• _Task set_:
1. In the article about Mehak Ashraf, swap "turmoil" for "conflict" and write out the passage starting with "Mehak is known" and going on through "killings of Kashmiris.".
2. Pick up the article about Mehak Ashraf after its final sentence and carry it on.

• _Excerpt_:
===
With her hair tightly tucked in a pony and clad in a loose, long denim shirt, Mehak Ashraf from Kashmir comes across as just any other young girl from Srinagar. However, in the twinkling of an eye, an expression of utmost concentration appears on her face, as she transforms into a confident rapper, and sings:
Mehmood-ul-Hassan whose two sons were killed
On spot, it is full of oppression
Cries mother, father and sister, they are living in oppression
Their loved ones are no more, now they are living in depression
In Kashmir, it is a policy of alienation and deprivation
Mehak is not a seasoned voice, but is only 19, and articulates the suppressed feelings of the next generation that feels itself isolated and alienated from the mainstream.
Mehak is known as Kashmir’s first female rapper, a voice for the people’s struggles and political consciousness in a valley that has been torn by turmoil for the past three decades. Mehak’s songs are full of anguish and despair that the gen-next of Kashmiri feels about the unabated violence and killings of Kashmiris.
===
• _Supplied data_:
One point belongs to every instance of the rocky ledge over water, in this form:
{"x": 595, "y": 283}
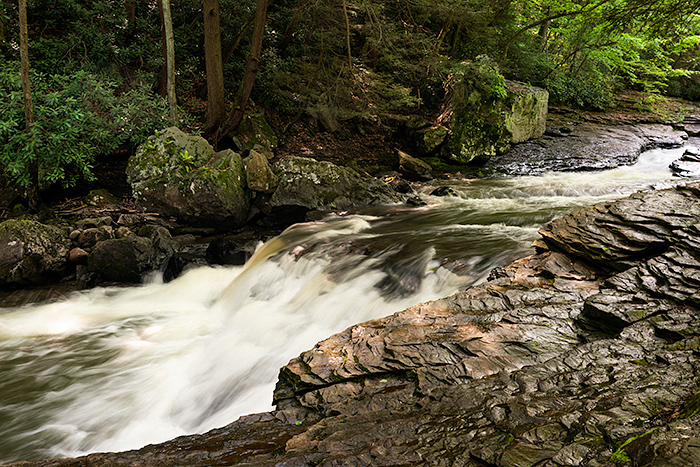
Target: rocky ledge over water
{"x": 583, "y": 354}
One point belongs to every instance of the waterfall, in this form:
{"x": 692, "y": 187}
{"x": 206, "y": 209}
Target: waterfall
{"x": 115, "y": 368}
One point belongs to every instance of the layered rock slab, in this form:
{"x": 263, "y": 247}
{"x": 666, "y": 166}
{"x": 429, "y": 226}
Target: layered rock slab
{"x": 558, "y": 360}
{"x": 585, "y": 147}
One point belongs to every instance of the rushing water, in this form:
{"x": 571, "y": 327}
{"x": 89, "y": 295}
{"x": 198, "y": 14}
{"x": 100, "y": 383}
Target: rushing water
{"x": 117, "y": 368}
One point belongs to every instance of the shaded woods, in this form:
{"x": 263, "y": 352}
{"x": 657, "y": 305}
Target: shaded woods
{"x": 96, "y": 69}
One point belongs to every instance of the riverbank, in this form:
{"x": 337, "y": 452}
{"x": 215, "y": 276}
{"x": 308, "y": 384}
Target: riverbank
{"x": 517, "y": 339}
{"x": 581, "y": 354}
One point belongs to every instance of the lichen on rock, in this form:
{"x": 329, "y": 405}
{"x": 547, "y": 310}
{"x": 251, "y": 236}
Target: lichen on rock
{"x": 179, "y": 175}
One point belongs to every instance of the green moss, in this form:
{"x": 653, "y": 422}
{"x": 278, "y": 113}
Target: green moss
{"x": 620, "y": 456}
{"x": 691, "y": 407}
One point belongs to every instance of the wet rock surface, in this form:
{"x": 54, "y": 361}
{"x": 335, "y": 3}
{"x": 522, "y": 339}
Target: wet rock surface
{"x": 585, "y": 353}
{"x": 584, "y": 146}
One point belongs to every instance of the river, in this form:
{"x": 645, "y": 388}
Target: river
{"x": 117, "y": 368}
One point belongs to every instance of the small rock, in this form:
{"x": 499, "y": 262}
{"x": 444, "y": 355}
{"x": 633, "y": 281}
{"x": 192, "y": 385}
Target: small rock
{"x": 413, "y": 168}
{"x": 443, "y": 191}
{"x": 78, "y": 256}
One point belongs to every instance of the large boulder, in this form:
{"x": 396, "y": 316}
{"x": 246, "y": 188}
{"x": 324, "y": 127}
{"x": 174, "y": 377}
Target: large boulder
===
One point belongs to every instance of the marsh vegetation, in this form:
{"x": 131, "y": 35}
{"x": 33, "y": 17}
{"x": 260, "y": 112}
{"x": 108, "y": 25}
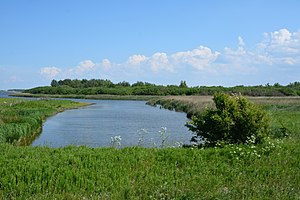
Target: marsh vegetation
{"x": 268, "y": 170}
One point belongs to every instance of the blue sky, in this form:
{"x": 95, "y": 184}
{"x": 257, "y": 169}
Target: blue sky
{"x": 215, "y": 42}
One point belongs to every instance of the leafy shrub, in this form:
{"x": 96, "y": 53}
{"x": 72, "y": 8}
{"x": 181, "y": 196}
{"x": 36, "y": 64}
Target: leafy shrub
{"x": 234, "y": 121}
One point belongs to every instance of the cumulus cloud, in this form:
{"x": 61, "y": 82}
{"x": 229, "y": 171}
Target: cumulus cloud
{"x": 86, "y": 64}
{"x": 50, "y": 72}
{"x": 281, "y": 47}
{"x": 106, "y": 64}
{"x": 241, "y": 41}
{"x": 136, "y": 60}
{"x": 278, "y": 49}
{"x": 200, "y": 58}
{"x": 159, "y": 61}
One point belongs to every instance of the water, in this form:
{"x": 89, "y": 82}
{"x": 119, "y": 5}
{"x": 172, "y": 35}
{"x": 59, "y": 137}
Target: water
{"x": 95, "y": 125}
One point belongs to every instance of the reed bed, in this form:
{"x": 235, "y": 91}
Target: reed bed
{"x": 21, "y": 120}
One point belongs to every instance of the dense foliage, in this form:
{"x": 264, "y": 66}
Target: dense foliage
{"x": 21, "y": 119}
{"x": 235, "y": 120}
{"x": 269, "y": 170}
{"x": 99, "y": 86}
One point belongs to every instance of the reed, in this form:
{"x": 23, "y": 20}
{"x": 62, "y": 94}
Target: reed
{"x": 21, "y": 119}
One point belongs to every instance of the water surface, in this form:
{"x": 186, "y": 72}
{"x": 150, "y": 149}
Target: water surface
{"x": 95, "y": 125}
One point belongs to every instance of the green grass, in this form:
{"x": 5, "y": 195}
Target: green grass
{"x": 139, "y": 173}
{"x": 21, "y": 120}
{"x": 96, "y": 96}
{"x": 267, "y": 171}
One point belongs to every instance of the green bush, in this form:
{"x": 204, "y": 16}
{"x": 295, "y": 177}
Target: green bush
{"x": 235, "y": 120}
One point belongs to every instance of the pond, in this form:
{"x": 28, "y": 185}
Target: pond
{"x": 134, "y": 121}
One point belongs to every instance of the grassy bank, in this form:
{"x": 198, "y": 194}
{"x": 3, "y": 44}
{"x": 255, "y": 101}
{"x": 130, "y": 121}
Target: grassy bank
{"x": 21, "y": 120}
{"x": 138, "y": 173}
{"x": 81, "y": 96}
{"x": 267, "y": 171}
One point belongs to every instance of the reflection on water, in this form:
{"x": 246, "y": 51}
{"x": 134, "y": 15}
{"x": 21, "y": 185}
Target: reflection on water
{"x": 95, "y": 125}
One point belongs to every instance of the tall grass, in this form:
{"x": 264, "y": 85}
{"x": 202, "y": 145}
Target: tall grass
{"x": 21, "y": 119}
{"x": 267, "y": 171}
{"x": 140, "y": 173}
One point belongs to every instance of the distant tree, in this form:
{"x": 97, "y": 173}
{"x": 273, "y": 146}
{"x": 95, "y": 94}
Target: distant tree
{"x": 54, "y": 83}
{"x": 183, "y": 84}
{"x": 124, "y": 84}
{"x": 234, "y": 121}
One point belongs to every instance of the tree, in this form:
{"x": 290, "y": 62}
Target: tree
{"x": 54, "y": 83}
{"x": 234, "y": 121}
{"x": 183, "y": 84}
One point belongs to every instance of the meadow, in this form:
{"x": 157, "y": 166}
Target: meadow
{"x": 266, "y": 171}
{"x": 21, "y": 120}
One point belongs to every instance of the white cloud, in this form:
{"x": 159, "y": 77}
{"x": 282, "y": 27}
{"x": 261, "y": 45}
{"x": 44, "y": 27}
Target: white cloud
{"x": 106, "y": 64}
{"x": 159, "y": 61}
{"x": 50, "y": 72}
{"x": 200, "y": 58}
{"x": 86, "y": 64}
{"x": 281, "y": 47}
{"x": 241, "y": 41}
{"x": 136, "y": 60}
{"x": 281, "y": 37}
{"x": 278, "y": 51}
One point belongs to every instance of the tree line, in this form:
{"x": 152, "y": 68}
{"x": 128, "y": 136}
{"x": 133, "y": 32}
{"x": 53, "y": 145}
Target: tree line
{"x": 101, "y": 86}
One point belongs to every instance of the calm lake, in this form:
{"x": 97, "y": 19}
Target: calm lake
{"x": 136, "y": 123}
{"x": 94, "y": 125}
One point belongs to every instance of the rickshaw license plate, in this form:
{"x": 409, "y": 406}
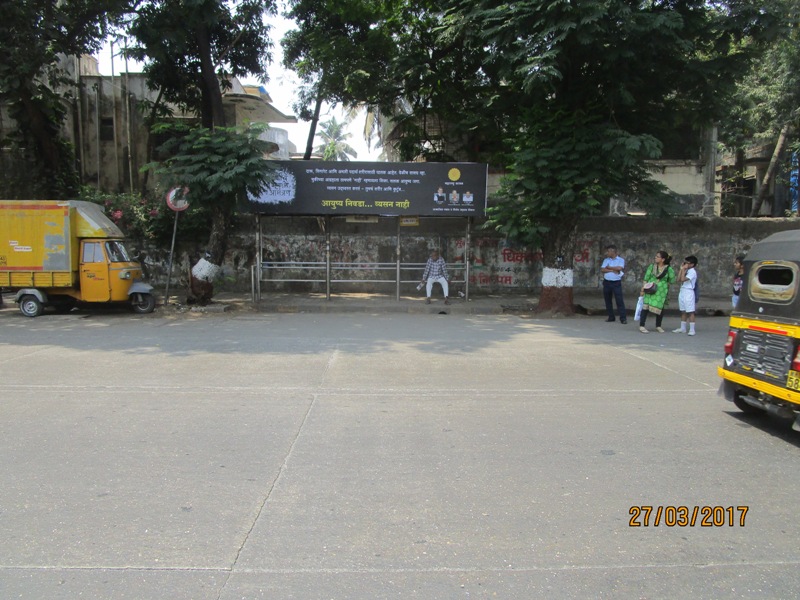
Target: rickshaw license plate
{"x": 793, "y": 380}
===
• _Final answers_:
1.
Mehak is known as Kashmir’s first female rapper, a voice for the people’s struggles and political consciousness in a valley that has been torn by conflict for the past three decades. Mehak’s songs are full of anguish and despair that the gen-next of Kashmiri feels about the unabated violence and killings of Kashmiris.

2.
I’m from Kashmir, they take us for fun
I saw a big killer with a gun
Saw my friends body in a slum
I miss him, I need him, I love him, I’m sorry, I miss Tasleem
Glad his death wasn’t glorified on film
My valley smells like death alley
Death angel aiming at another individual
Darkness mess up any individual’s visual
She has emerged in a nascent hip-hop scene in Kashmir, where so far only male musicians have garnered a following. Over the years, rappers like MC Kash, Ahmer Javed and Muazzam Bhat have garnered a following, while singers like Ali Saiffudin and Zeeshan Nabi are feted and idolised. To break into this male bastion has been far from easy but Mehak has taken it all in her stride and continued to sing on. Her young audience appreciates her and that fires her up. She makes her own videos in a very creative way.
Hailing from the old city of Srinagar’s Hazratbal area, the teenager popularly known by her stage name Menime is pursuing her Bachelors in Arts from Srinagar’s Women’s College.
Her tryst with rap began in 2016, when the political unrest over the killing of Hizbul Mujahideen commander Burhan Wani ensued in the valley.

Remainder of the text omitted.